= EXERCISE =
Express the part that opens with the line containing "Find the dark" and closes with the line containing "M 331 198 L", both included, as a Markdown table with the columns Number and Text. Give each line its own number and skip any blank lines.

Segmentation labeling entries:

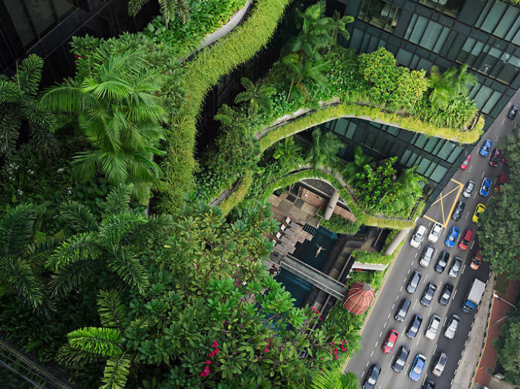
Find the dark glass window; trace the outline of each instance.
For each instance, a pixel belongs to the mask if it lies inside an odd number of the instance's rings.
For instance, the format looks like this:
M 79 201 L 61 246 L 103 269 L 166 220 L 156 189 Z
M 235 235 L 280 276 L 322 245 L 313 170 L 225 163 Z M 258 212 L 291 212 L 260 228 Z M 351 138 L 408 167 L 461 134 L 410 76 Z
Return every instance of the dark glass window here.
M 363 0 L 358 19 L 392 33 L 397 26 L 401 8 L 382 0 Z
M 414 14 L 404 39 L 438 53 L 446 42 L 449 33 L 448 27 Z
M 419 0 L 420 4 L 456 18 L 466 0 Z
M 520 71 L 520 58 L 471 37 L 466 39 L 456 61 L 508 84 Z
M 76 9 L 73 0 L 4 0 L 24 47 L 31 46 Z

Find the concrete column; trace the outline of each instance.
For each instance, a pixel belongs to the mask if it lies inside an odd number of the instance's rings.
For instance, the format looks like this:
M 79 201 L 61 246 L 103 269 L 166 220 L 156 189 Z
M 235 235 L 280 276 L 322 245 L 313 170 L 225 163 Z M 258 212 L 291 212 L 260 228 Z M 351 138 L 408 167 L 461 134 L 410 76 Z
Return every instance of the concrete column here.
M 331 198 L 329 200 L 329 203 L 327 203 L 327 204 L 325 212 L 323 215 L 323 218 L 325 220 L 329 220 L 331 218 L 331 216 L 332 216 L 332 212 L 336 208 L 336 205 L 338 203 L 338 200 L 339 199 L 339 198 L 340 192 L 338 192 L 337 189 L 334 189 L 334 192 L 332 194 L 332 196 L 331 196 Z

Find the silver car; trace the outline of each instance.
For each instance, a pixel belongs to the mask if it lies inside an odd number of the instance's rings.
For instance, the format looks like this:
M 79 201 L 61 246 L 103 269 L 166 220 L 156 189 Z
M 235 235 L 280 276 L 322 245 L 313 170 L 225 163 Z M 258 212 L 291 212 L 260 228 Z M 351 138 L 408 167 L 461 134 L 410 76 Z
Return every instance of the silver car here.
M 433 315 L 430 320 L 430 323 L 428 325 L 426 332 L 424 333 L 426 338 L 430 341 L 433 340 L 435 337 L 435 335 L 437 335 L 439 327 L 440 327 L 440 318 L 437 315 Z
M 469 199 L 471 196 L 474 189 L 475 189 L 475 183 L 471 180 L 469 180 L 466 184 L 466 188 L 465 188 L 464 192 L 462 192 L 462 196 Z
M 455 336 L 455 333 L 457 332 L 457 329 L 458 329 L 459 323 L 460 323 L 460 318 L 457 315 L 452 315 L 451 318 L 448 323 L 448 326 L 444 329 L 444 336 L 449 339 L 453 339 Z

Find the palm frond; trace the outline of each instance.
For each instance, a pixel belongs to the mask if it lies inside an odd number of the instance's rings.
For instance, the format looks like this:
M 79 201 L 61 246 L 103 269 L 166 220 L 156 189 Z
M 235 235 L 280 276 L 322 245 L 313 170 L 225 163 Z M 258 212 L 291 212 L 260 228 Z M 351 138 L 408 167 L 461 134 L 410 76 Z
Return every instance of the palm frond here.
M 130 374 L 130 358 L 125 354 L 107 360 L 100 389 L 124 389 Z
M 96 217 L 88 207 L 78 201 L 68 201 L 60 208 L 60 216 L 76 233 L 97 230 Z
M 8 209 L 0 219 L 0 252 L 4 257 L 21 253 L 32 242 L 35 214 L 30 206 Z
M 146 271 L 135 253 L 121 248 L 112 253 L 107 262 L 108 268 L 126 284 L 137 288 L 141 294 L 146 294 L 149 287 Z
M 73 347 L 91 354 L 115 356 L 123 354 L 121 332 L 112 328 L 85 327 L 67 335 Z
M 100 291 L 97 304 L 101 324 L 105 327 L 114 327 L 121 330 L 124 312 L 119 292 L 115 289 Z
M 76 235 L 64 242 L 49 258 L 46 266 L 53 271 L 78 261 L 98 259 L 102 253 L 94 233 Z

--

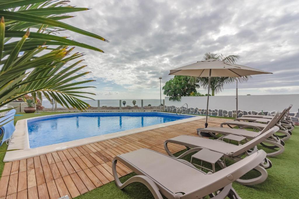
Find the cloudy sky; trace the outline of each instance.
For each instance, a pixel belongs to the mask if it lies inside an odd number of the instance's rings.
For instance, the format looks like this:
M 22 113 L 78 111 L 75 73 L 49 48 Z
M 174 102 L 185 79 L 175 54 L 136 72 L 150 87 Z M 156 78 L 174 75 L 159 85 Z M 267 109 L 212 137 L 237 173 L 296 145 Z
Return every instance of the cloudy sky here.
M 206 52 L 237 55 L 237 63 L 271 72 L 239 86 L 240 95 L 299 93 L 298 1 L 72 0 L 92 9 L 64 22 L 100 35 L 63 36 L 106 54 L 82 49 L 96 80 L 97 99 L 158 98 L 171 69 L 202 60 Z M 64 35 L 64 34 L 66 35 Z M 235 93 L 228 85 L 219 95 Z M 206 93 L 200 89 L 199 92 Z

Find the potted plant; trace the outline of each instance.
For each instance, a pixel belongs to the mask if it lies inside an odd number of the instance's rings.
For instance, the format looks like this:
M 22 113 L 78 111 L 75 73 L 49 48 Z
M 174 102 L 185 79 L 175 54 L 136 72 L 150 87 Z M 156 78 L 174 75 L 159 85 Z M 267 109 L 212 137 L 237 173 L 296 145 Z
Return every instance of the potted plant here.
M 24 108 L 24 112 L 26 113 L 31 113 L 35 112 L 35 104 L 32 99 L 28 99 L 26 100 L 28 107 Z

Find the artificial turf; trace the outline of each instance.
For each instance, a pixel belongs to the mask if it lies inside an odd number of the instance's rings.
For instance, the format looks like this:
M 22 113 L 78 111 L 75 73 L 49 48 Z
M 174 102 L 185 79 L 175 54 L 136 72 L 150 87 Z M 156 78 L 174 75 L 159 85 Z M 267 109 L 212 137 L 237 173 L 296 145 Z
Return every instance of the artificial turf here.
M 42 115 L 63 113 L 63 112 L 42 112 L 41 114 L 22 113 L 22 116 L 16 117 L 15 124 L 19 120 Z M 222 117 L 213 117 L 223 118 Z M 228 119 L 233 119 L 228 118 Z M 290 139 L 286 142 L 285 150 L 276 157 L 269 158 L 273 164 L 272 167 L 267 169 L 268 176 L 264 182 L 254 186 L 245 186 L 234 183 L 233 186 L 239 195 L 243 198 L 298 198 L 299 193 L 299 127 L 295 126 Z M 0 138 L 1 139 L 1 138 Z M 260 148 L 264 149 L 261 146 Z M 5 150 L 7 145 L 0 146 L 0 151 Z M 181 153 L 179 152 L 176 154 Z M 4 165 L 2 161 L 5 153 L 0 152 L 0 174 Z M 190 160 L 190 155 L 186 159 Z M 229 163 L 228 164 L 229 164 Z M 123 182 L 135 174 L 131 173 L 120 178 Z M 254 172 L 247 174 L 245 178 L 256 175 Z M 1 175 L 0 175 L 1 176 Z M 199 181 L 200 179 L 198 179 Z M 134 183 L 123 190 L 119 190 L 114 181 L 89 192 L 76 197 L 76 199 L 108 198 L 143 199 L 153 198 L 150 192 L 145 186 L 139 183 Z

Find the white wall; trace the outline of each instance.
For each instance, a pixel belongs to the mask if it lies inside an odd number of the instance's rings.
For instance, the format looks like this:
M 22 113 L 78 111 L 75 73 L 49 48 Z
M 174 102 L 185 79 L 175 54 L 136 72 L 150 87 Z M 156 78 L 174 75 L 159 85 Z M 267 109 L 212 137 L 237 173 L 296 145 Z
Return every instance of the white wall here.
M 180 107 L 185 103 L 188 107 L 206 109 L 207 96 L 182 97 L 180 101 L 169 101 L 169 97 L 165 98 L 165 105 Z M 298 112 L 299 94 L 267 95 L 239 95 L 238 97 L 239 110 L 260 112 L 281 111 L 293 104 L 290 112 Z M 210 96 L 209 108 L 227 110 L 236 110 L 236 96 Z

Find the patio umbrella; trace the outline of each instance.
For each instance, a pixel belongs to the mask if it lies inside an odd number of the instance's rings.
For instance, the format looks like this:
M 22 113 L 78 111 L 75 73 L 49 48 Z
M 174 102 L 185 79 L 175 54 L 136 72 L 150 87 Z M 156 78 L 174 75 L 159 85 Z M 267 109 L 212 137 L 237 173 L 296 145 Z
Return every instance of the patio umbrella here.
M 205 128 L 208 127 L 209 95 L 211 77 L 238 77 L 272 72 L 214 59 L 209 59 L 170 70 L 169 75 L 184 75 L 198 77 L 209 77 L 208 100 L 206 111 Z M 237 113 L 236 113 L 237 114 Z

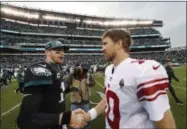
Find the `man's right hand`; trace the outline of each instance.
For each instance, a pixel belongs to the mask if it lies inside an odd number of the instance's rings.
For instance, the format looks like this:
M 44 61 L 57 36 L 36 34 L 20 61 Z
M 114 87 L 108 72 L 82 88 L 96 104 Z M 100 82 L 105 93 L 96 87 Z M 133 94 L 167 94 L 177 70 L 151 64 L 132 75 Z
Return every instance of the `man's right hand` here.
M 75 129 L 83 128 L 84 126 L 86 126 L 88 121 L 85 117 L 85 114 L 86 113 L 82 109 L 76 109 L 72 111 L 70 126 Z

= COMPLETE ANSWER =
| Number | Text |
|---|---|
| 1 | Find the dark glass window; trace the outline of each instance. |
| 2 | For each instance, a pixel belongs to the mask if it lies inside an odd number of the instance's rings. |
| 3 | For instance, the format looks like this: |
| 4 | M 79 201 L 61 246 L 103 269 L 166 220 L 156 189 Z |
| 5 | M 235 235 L 280 276 L 322 245 L 313 170 L 225 163 Z M 258 212 L 291 212 L 260 228 Z M 351 138 L 408 167 L 461 134 L 410 76 Z |
| 6 | Return every instance of the dark glass window here. |
| 7 | M 363 0 L 358 19 L 392 33 L 397 26 L 401 8 L 382 0 Z |
| 8 | M 414 14 L 404 39 L 438 53 L 446 42 L 449 33 L 448 27 Z |
| 9 | M 419 0 L 420 4 L 456 18 L 466 0 Z |
| 10 | M 520 71 L 520 58 L 471 37 L 466 39 L 456 61 L 508 84 Z |
| 11 | M 76 9 L 73 0 L 4 0 L 24 47 L 31 46 Z |
| 12 | Find the concrete column; trace the outline of each instance. |
| 13 | For each instance, a pixel belongs to the mask if it lies inside an odd number of the instance's rings. |
| 14 | For instance, the format looks like this: |
| 15 | M 79 201 L 61 246 L 103 269 L 166 220 L 156 189 Z |
| 16 | M 235 235 L 280 276 L 322 245 L 313 170 L 225 163 Z M 258 212 L 291 212 L 260 228 Z M 351 138 L 408 167 L 461 134 L 410 76 Z |
| 17 | Return every instance of the concrete column here. |
| 18 | M 331 198 L 329 200 L 329 203 L 327 203 L 327 204 L 325 212 L 323 215 L 323 218 L 325 220 L 329 220 L 331 218 L 331 216 L 332 216 L 332 212 L 336 208 L 336 205 L 338 203 L 338 200 L 339 199 L 339 198 L 340 192 L 338 192 L 337 189 L 334 189 L 334 192 L 332 194 L 332 196 L 331 196 Z |